=== Problems ===
1: For the forum thread about feeding wild bears, decide whether each statement agrees with it: (a) chiefsquirrel83 reports three bears living at the poster's folks' place north of Turner's Corner; (b) georgiaboy027 regularly feeds the bears seen at the cabin in Ellijay; (c) Marlin_444 states that baiting bears is illegal. Answer yes or no for each, quoting the deciding words.
2: In the bear-feeding thread, what did chiefsquirrel83 say the neighbors built for the bears?
3: Carry on the forum thread about feeding wild bears from the point where it stops.

# Feed the Bears?



## pnome (Aug 2, 2010)

http://news.discovery.com/animals/feeding-wild-bears.html



> Should We Feed Wild Bears?
> Wildlife advocates are using a radical, illegal, but apparently effective strategy to stop confrontations between humans and black bears: They're feeding the bears.
> 
> By Larry O'Hanlon
> ...



What do you folks think?


----------



## chiefsquirrel83 (Aug 2, 2010)

if ya live anywhere up in NE Ga. I'd say no. Once fed they will not leave and that is when they become aggressive. Right now there are 3 that have taken up residence at my folks north of Turner's Corner. The neighbors made a slop trough for them and now they have torn up everything on the property.


----------



## pnome (Aug 2, 2010)

Yeah, doesn't seem like too good of an idea to me at first.  But....

If you could locate the feeders in a decent area, keep the food there plentiful, and do it year after year, you'd get them coming to that spot and avoiding human campgrounds, etc....


----------



## JWilson (Aug 2, 2010)

People put food out bears eat food what happen when the people stop putting out food? Oh yea they try to find it If it's in your house your neighboors house. They are retarded.


----------



## georgiaboy027 (Aug 2, 2010)

I have 3 at my cabin in Ellijay and I see them on a regular basis but I have NEVER feed them.


----------



## Marlin_444 (Aug 2, 2010)

Baiting Bears is Illegal... 

See you in the woods... 

Ron


----------



## bowstring (Aug 2, 2010)

Ron, we know Dana, that is better than baiting.
See you on the mountain.


----------



## The Original Rooster (Aug 2, 2010)

No, No, No. Once a bear associates food with people, nothing good will come of it.
This ain't Yogi and Boo Boo we're dealing with you know.


----------



## River Rat 69 (Aug 3, 2010)

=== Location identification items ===
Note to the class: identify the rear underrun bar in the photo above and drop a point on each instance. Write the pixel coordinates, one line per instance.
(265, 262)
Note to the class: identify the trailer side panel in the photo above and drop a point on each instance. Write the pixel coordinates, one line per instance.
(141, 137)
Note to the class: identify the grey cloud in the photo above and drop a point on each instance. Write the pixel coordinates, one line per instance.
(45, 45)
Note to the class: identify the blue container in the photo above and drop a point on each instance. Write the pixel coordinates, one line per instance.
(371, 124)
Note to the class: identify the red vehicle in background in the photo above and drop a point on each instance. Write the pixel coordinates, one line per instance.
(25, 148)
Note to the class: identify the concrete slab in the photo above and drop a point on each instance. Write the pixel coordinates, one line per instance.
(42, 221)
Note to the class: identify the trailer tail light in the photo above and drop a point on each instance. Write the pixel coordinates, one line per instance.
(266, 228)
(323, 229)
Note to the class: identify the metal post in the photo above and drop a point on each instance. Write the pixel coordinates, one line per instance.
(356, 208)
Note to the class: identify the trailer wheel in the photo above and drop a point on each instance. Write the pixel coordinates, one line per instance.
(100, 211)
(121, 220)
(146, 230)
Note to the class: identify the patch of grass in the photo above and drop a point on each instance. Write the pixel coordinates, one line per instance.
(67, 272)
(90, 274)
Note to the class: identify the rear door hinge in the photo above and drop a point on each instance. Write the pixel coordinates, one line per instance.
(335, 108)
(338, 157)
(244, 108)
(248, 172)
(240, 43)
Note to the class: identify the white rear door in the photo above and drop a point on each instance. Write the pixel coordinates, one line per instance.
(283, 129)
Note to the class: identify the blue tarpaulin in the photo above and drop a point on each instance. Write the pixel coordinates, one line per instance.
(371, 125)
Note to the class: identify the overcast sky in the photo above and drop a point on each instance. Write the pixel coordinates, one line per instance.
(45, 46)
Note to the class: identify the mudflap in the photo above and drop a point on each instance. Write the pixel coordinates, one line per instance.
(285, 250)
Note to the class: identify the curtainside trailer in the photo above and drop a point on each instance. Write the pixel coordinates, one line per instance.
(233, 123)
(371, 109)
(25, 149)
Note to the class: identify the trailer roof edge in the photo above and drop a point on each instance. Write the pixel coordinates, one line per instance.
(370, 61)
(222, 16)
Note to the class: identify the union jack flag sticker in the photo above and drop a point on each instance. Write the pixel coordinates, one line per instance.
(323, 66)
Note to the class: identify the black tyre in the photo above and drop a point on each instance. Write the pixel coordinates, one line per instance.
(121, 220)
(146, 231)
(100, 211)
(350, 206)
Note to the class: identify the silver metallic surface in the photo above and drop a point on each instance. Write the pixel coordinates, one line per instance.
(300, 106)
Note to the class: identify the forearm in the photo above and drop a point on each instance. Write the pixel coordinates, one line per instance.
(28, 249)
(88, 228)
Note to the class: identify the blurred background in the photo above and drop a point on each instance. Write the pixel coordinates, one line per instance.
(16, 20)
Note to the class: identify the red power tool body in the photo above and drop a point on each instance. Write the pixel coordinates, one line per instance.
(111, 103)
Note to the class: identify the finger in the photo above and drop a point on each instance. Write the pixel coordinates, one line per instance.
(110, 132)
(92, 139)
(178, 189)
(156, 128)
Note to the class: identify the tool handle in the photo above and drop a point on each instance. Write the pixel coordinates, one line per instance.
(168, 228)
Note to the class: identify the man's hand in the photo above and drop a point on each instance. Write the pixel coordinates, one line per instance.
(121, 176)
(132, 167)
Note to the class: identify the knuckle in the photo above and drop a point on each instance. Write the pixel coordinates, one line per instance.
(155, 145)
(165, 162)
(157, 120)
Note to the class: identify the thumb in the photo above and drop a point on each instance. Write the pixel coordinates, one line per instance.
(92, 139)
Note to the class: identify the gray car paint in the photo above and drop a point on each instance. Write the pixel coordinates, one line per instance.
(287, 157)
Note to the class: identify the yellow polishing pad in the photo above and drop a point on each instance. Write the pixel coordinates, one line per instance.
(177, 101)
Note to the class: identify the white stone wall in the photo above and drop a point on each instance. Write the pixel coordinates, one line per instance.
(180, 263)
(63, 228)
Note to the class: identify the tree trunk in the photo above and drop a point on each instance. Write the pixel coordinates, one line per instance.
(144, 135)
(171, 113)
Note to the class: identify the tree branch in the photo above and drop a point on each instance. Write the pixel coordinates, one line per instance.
==
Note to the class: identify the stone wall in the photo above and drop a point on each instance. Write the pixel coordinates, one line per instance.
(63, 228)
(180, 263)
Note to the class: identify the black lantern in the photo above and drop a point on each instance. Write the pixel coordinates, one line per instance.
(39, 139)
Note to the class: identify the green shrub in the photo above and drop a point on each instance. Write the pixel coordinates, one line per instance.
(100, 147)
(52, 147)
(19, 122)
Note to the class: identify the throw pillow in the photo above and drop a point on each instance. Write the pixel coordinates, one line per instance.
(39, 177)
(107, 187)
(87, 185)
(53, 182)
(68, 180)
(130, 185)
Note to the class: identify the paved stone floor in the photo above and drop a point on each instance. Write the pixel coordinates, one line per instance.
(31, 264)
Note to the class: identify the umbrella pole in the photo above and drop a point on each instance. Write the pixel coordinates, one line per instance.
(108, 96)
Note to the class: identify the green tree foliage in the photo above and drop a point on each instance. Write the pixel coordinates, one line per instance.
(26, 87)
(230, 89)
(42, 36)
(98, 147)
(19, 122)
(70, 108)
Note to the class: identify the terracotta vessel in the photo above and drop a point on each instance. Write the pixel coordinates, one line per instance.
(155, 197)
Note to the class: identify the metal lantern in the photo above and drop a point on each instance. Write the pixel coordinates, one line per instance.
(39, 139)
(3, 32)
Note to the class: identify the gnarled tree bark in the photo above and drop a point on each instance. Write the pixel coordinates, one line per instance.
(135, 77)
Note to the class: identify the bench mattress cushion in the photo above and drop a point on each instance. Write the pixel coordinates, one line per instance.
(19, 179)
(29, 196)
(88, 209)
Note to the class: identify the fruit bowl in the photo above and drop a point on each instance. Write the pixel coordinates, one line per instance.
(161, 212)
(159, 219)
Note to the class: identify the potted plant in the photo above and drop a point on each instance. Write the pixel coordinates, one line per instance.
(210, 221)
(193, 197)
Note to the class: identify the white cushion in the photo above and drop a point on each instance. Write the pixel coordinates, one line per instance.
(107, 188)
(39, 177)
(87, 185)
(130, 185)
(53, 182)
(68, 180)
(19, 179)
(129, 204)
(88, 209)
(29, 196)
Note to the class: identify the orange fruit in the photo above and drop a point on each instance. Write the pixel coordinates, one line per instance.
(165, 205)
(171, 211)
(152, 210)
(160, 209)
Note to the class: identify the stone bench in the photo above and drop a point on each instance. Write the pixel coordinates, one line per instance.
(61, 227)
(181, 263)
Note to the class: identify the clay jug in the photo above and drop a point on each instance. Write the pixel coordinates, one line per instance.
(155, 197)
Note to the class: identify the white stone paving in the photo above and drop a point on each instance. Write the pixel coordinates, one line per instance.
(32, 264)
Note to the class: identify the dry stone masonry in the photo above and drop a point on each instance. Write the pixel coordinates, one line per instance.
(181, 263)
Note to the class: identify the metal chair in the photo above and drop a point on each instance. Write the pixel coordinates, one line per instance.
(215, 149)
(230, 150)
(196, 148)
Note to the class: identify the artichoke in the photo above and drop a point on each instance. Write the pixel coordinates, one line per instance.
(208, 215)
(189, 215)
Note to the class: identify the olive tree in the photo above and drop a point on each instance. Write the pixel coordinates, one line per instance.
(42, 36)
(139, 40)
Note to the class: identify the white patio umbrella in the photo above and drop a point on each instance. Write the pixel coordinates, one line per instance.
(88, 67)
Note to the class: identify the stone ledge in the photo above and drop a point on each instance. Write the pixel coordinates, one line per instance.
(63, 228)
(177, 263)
---
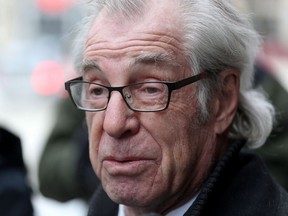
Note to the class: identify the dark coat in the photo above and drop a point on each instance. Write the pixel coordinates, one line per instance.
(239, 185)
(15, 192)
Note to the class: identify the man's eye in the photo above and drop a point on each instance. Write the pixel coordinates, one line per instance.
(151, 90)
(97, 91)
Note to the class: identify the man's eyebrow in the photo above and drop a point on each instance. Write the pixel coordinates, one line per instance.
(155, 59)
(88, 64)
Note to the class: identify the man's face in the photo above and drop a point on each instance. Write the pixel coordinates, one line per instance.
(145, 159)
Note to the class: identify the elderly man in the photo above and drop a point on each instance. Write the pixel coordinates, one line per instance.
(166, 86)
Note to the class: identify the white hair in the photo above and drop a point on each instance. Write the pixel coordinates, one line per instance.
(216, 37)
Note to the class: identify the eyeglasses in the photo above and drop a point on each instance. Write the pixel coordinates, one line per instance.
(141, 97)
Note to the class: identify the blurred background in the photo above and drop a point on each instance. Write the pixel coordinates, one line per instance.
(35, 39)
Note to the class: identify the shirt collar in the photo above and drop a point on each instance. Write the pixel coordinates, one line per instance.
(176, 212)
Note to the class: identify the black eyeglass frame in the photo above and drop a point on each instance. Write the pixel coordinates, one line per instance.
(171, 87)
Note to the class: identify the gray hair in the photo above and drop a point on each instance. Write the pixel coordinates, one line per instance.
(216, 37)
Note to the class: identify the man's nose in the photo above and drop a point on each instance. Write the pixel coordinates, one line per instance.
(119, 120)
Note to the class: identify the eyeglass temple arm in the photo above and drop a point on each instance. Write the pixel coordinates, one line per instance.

=== The answers ===
1:
(a) Yes: "Right now there are 3 that have taken up residence at my folks north of Turner's Corner."
(b) No: "I have NEVER feed them."
(c) Yes: "Baiting Bears is Illegal..."

2: A slop trough.

3:
If and I mean IF !!! they were to drop scatter food from an airplane randomly thru the woods in areas where the bears do'nt have food because of forest fires or drought then that may work. But if you feed a bear he will come to expect it and that is when they get dangerous. If you have forest fires and droughts then its for a reason. The bears are part of natures big plann , if the sows are not healthy and fat in the fall then they will not have as many cubs , its natures way of controling the population.  The saying in Alaska fish and game is " A fead Bear is a Dead Bear " once fead they become habituated to it and will not search in there normal areas for food. This will cause them to search for easy food , Trash Cans and Dumpsters.         

My vote is "NO"


----------



## FL Sportsman (Aug 4, 2010)

In Florida, the law states that it is illegal to feed bears "where it may cause a public nuisance." I watch the fl wildlife cam a lot and they have quite a few bears that visit the camera about every day. Though they originally started putting out food for deer and hogs, the bears naturally show up and eat as well. I don't really see an issue with something like that as long as the food is always there and it is not near a public area or somewhere that the bears can cause problems. It most likely keeps them from getting into trouble elsewhere. I also don't believe bears will just "take up residency" where there is food like that. They travel around at certain times of the year no matter if the food is there or not.


----------



## Dana Young (Aug 4, 2010)

These mtn bears will stay with the food till it is gone before moving to any new food source. when and only when that food source is gone will they leave. the only exception is if they happen to find  a food source they like better.


----------



## pnome (Aug 4, 2010)

Dana Young said:


> the only exception is if they happen to find  a food source they like better.



Yeah.  Like skinny yankees named Vinny.


----------



## threeleggedpigmy (Aug 4, 2010)

If they have  a good food source,  they will be healther and reproduce more.   Then, they will have  to keep feeding them more and more.  If you cut the program,  there will be an overpopulated bears in the area. 

They will have to relocated them, hunt them,  let them starve, or have a big bear problem getting in homes, trash, and coming closer to more populated areas.  

IMHO,
AJ


----------



## Steven Farr (Aug 4, 2010)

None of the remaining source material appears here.